Produce a copy of every line in the records that holds the string "photo".

▶ [SUPPLIED MATERIAL]
····················
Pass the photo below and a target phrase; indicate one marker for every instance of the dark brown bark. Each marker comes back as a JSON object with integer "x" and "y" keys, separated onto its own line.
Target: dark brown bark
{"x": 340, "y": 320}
····················
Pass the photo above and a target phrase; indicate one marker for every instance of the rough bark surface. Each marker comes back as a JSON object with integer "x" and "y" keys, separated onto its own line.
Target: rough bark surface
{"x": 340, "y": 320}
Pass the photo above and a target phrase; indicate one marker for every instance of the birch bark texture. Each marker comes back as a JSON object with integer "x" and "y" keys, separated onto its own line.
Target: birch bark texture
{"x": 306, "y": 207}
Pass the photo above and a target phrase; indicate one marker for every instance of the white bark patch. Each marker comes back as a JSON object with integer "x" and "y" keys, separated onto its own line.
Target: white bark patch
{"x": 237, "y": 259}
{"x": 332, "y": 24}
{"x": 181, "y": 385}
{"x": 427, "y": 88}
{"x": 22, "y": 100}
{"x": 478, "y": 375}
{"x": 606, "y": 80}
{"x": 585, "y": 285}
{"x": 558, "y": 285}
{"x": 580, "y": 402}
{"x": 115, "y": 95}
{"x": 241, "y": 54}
····················
▶ [TASK OUTPUT]
Pass the photo below and a target phrase; indicate one marker for every instance of the dark brown bark. Each marker comes back as a JSON object with integer "x" and "y" keys, separated onto its own line.
Pass the photo above and a target phrase; indicate one marker for every instance of the rough bark surface. Each marker comes back as a JSON object with integer "x" and "y" keys, separated onto its own line.
Pass the photo above and a target phrase; indicate one marker for every instance of the birch bark texture. Each marker comes back as a JSON object with integer "x" and "y" keys, separated onto its own line.
Pass the photo above and a target phrase; indicate one marker for every instance of the white bark patch. Each marker comes back as a JSON object with integer "x" and "y" keys, separated onto its own line.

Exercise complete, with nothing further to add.